高齢になると「誤薬」が起きやすい理由は?

親が高齢になると持病が増え、処方される薬の種類も増えるため、飲み忘れや飲み間違い、飲み過ぎといった薬に関するさまざまなトラブル、「誤薬」が起きやすくなります。特に高齢者は薬の影響を受けやすいため、誤薬による副作用は時として命に関わる危険性もあります。

岩手で暮らす私の母は認知症を患っており、ひとり暮らしのため、服薬管理は特に大切です。今回はわが家で実践している誤薬を防ぐための3つの対策と、想定していなかったトラブルについてご紹介します。

【対策1】「薬の一包化」をする

最初は、複数の薬を一つの袋にまとめる「薬の一包化」から始めるとよいと思います。

高齢になると、処方された薬を紙の袋から取り出し、包装シートから錠剤やカプセルを取り出すという作業も難しくなります。1日に何度も同じ作業を繰り返すうちに、色や形状の似た薬を飲み間違えたり、床に落として紛失したりすることもあります。

また、認知症の症状がある場合、薬の保管場所が分からなくなったり、服薬したかどうかを忘れたりすることも珍しくありません。

あらかじめ、同じタイミングで飲む薬を一包化しておけば、1つの袋に入っている薬を飲むだけでよいので、誤薬のリスクを減らせます。まずは、かかりつけ医に相談してみましょう。医師の指示があれば、薬局で一包化してもらえます。

インターネットなどで販売されている専用の袋を使えば、高齢者自身でも薬の一包化は可能です。ただし、自分で薬のセットを行う場合は、入れ間違える可能性もあるので注意が必要です。

【対策2】お薬カレンダーで服薬管理を「見える化」する

次に活用したいのが、お薬カレンダーです。曜日と時間帯(朝、昼、夕、寝る前)ごとにポケットが分かれているタペストリー型のカレンダーで、一包化した薬などをポケットに入れて服薬管理をします。

お薬カレンダーを壁に貼っておけば、自分がどこまで薬を飲んだか一目瞭然になり、飲み忘れにもすぐに気づけます。お薬カレンダーは、薬局やインターネットで購入できます。

== == ==

◆ 作業内容:
1) 本文の内容について、次の問いに答えてください。
(a) 【対策1】として挙げられている対策は何ですか。
(b) 医師の指示があれば、薬の一包化はどこでしてもらえますか。
(c) お薬カレンダーのポケットは何ごとに分かれていますか。
2) 本文の「あらかじめ、同じタイミングで」から「ンターネットで購入できます。」までを、一字も変えずにすべて書き写してください。

保存済みのデータ記録:
== == ==

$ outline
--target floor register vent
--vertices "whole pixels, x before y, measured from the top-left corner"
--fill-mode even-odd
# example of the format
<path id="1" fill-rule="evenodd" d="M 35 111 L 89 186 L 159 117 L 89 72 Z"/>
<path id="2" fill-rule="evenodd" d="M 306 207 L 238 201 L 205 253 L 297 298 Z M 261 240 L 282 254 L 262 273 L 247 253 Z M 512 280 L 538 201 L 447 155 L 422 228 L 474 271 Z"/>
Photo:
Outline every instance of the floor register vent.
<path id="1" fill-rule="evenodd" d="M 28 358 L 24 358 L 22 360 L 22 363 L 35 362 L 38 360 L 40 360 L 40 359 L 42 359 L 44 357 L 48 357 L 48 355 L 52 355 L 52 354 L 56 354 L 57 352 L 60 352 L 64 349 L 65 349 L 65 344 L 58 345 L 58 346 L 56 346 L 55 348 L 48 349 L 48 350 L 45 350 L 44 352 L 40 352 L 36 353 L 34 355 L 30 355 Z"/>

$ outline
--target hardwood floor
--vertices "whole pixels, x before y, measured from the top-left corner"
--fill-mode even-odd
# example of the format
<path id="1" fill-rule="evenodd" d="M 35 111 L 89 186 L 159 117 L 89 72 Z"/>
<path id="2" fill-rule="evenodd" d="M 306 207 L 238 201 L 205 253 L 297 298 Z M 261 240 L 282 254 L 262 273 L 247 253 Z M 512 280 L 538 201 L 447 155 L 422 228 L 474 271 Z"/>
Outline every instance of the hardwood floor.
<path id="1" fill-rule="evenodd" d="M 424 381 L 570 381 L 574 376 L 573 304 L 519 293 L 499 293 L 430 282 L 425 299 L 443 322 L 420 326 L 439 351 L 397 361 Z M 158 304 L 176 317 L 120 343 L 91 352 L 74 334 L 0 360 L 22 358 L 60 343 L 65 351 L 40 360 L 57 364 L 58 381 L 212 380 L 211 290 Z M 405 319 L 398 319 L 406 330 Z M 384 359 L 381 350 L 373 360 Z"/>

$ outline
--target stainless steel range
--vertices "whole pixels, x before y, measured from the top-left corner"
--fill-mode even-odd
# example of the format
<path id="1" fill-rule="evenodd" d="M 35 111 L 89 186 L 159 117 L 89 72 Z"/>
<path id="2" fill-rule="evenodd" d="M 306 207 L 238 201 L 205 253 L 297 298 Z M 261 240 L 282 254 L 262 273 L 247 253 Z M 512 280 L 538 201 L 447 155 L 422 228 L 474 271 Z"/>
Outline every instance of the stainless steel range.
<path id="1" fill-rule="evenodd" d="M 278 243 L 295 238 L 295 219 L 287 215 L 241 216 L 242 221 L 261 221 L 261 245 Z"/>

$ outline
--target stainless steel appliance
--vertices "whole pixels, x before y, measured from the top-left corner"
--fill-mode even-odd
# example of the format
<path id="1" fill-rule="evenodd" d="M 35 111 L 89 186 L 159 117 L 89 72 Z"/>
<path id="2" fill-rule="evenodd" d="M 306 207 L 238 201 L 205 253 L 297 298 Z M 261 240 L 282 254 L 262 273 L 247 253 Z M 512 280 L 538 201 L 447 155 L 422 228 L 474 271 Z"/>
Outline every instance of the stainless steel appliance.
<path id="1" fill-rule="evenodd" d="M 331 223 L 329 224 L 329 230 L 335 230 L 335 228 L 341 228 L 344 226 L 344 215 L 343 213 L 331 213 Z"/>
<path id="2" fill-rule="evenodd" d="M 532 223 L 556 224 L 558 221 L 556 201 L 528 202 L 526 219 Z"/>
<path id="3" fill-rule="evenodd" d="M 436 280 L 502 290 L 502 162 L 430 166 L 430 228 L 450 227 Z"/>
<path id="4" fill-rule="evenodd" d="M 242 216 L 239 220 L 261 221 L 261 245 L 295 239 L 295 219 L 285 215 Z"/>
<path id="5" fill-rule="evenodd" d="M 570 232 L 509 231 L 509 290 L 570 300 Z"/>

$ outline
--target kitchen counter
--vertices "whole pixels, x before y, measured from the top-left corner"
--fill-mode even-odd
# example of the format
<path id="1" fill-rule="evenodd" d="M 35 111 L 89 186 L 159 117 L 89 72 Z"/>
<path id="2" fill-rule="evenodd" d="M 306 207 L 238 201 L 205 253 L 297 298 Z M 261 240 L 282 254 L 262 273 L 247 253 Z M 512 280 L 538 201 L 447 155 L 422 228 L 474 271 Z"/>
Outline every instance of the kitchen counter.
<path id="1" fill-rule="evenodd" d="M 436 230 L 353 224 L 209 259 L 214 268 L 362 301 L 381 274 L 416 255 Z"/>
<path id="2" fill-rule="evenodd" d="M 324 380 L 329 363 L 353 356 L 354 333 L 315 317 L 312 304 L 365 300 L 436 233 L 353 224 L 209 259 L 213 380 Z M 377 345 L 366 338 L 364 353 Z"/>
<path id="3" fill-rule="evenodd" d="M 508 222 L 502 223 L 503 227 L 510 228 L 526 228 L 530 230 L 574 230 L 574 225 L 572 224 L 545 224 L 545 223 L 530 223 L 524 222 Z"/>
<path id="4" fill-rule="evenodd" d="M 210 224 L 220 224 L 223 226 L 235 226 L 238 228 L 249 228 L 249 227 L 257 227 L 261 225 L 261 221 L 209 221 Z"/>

== == ==

◆ 番号別の解答:
1)
(a) 「薬の一包化」をすること
(b) 薬局
(c) 曜日と時間帯(朝、昼、夕、寝る前)ごと

2)
あらかじめ、同じタイミングで飲む薬を一包化しておけば、1つの袋に入っている薬を飲むだけでよいので、誤薬のリスクを減らせます。まずは、かかりつけ医に相談してみましょう。医師の指示があれば、薬局で一包化してもらえます。

インターネットなどで販売されている専用の袋を使えば、高齢者自身でも薬の一包化は可能です。ただし、自分で薬のセットを行う場合は、入れ間違える可能性もあるので注意が必要です。

【対策2】お薬カレンダーで服薬管理を「見える化」する

次に活用したいのが、お薬カレンダーです。曜日と時間帯(朝、昼、夕、寝る前)ごとにポケットが分かれているタペストリー型のカレンダーで、一包化した薬などをポケットに入れて服薬管理をします。

お薬カレンダーを壁に貼っておけば、自分がどこまで薬を飲んだか一目瞭然になり、飲み忘れにもすぐに気づけます。お薬カレンダーは、薬局やインターネットで購入できます。